• Bounding-box data
··········
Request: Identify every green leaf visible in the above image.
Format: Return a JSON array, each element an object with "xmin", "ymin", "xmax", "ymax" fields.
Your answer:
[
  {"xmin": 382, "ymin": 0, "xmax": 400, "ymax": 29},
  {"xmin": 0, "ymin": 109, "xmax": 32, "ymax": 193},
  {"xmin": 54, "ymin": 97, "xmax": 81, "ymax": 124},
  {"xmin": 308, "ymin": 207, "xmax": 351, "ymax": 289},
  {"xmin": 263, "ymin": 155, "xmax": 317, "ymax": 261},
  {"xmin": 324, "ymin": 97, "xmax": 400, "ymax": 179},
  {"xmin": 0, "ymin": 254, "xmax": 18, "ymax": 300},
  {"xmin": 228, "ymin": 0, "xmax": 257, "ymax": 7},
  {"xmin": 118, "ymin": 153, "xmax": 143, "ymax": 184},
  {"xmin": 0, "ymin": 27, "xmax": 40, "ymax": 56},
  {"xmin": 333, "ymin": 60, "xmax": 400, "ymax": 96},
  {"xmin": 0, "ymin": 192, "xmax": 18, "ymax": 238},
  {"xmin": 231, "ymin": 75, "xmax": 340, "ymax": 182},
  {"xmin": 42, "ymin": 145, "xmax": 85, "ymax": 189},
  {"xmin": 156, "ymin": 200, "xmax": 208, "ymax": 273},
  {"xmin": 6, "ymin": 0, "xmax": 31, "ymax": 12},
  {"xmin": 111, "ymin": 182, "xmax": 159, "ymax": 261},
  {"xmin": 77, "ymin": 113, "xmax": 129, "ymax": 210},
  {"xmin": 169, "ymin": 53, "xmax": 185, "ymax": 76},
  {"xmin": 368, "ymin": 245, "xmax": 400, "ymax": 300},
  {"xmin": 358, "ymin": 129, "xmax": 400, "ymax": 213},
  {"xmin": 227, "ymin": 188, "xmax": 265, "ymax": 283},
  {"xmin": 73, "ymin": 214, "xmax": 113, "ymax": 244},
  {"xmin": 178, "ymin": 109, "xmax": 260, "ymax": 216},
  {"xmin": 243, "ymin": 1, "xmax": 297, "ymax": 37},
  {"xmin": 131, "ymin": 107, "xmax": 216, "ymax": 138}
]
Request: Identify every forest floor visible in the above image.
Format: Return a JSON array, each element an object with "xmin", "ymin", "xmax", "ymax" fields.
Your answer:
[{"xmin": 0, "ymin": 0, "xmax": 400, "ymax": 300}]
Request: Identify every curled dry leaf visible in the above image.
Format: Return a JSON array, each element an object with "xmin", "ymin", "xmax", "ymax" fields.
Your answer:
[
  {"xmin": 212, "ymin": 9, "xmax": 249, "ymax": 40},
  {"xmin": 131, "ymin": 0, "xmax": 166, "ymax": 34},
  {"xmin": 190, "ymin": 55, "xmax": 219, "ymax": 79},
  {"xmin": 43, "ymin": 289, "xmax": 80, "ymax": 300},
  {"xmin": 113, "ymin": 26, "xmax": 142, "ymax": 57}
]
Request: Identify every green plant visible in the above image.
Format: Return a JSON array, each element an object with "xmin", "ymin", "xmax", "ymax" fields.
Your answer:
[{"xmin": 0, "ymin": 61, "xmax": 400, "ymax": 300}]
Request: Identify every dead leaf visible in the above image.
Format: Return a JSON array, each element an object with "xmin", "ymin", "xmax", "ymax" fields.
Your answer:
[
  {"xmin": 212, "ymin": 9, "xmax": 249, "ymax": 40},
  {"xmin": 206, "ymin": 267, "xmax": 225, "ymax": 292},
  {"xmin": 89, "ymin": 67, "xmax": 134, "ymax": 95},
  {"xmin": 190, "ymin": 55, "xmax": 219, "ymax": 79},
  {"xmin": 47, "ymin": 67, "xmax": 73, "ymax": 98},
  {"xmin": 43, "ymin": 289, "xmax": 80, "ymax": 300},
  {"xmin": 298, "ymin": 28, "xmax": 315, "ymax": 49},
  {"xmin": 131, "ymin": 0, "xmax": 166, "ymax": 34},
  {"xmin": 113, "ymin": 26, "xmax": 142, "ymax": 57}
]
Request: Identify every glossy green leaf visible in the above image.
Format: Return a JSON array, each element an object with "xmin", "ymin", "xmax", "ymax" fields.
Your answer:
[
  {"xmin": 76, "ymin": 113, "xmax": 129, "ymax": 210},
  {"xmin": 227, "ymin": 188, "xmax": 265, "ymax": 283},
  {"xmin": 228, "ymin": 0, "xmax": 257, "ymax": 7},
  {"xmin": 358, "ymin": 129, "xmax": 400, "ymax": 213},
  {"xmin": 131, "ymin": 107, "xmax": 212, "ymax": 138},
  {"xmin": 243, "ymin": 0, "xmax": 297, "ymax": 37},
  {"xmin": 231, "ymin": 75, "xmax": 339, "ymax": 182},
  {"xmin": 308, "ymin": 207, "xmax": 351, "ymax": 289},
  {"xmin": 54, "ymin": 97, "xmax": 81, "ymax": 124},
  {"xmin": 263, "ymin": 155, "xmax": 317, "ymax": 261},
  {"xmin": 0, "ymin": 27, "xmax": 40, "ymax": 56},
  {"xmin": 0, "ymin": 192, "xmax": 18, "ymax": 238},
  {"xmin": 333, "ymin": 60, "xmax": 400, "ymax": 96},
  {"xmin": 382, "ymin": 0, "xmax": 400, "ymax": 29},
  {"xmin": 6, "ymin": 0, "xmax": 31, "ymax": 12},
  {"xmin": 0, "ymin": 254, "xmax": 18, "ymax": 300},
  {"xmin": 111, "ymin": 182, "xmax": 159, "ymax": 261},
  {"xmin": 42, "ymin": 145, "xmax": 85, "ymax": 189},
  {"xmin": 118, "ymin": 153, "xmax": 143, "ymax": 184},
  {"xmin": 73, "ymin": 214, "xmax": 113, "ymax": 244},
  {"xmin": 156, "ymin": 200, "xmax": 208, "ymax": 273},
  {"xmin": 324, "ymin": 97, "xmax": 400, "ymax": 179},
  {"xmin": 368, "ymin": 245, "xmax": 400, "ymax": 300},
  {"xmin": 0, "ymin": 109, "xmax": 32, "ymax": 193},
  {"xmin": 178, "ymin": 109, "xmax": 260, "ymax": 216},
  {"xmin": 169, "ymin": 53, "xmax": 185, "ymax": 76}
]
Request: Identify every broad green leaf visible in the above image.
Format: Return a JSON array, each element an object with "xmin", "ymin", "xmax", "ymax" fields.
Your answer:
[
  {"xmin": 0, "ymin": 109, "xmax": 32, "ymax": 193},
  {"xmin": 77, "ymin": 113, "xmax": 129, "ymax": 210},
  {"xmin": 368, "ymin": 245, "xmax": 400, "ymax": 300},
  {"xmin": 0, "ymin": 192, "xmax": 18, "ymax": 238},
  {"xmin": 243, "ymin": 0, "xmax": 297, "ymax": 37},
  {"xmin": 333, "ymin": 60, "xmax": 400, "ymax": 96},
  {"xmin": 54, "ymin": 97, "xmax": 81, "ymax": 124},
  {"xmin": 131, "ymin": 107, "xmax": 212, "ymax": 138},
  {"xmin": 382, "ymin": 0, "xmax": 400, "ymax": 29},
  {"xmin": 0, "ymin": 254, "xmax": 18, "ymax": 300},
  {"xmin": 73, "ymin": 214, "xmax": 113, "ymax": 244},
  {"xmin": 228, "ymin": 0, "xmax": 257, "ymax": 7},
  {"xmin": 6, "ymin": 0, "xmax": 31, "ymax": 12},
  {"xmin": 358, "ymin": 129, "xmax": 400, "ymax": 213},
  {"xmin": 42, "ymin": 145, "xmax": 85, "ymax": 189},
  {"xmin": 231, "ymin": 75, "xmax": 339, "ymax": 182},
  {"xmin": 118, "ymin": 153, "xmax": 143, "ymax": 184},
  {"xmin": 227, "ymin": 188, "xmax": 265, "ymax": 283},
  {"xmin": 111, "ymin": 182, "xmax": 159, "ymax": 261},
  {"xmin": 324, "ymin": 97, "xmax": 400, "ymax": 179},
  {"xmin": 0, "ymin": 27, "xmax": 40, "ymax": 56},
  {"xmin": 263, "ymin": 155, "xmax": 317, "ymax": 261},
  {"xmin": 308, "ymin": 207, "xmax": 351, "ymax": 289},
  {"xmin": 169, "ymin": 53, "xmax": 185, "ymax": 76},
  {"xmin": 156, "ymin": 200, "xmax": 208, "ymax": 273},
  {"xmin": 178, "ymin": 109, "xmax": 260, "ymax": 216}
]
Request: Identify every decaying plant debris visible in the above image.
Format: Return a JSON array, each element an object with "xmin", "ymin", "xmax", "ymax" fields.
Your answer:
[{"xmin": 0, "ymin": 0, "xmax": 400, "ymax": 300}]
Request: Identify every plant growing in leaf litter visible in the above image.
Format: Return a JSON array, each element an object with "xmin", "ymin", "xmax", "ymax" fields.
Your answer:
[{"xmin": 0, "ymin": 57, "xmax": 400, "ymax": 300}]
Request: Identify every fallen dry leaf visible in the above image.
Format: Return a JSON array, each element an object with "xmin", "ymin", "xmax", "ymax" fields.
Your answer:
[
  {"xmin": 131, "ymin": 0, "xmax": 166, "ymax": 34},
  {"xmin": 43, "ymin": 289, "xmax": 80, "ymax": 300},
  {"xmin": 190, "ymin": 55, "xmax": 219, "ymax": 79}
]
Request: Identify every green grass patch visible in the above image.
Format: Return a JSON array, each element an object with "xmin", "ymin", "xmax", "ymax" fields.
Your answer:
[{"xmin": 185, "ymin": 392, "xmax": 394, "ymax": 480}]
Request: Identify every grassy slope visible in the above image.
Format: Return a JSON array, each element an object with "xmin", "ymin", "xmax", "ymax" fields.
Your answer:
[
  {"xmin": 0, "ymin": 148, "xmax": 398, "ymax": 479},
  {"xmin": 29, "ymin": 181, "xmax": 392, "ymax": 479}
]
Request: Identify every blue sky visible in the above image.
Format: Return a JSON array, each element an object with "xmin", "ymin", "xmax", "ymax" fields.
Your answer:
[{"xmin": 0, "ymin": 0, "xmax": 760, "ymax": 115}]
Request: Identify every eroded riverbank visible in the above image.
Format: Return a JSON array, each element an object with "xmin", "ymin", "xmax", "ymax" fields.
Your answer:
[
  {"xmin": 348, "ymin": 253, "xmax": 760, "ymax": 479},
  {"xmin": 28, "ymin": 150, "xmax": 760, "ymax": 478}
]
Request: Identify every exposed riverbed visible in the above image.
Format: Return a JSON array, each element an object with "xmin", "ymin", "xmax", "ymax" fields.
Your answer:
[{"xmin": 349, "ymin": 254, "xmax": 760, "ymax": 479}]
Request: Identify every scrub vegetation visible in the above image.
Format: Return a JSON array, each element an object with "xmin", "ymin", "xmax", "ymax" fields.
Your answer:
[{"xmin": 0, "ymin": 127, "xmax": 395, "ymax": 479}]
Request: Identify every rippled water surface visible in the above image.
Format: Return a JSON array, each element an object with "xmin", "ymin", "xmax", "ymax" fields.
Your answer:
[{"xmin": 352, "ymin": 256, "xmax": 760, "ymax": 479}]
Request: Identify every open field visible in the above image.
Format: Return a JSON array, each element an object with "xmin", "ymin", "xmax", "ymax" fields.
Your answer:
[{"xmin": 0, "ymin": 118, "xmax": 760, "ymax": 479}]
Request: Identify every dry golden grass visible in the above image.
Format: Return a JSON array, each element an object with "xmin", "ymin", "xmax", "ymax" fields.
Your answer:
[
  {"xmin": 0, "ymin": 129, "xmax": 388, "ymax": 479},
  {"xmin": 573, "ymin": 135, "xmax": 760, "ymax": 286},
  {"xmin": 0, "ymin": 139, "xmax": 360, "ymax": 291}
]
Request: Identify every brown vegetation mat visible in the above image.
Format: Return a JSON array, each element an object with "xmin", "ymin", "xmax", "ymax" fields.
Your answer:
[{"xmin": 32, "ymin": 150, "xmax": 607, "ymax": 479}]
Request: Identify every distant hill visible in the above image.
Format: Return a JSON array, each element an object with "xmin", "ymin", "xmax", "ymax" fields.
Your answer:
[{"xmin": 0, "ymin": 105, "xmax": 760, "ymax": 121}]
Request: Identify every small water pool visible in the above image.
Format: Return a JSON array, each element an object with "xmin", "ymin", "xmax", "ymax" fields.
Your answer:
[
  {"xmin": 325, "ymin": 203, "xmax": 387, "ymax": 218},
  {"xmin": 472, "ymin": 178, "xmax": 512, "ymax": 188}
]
··········
• Work to complete
Write out the data as a numbered list, beginning at the line that contains "Request: Identify every brown" and stopping after the final line of the data. Leave out any blank lines.

• The completed task
1. Request: Identify every brown vegetation mat visible in the above image.
2. Format: Return a JSON array, each element an object with "xmin", "ymin", "xmax", "ymax" fields.
3. Your answer:
4. [{"xmin": 32, "ymin": 150, "xmax": 607, "ymax": 479}]
5. Request: Identify every distant hill visible in the above image.
6. Format: Return a JSON array, each element an object with "xmin", "ymin", "xmax", "ymax" fields.
7. Your answer:
8. [{"xmin": 0, "ymin": 105, "xmax": 760, "ymax": 121}]
9. Request: Identify every small water pool visible in the above image.
10. Format: Return a JSON array, each element an object with "xmin", "ymin", "xmax", "ymax" fields.
11. Your answer:
12. [
13.   {"xmin": 325, "ymin": 203, "xmax": 387, "ymax": 218},
14.   {"xmin": 472, "ymin": 178, "xmax": 512, "ymax": 188}
15. ]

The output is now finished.